(What you have to do): Leave out the images and repeat the listing below without a single change.

(Data records):
____

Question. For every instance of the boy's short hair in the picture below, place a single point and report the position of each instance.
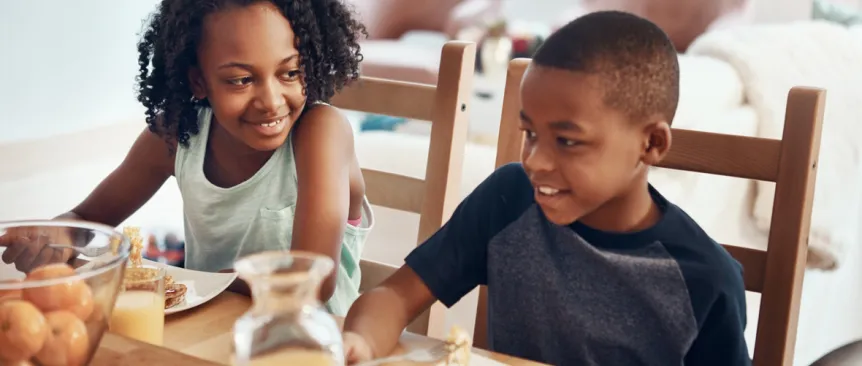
(633, 57)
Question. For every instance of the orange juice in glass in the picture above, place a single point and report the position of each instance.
(139, 312)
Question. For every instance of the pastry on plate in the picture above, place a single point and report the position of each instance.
(458, 345)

____

(Completed exercise):
Question. For every instance of the boy's short hair in the picture below, place a single point and report the position of each instance.
(633, 57)
Question. For every instance of the orange juice in glass in the picture above, place a single point and report the position of each instance.
(139, 312)
Question. For every instance of the pastry on plate in the picture above, place a single point and report the position of each instance.
(458, 345)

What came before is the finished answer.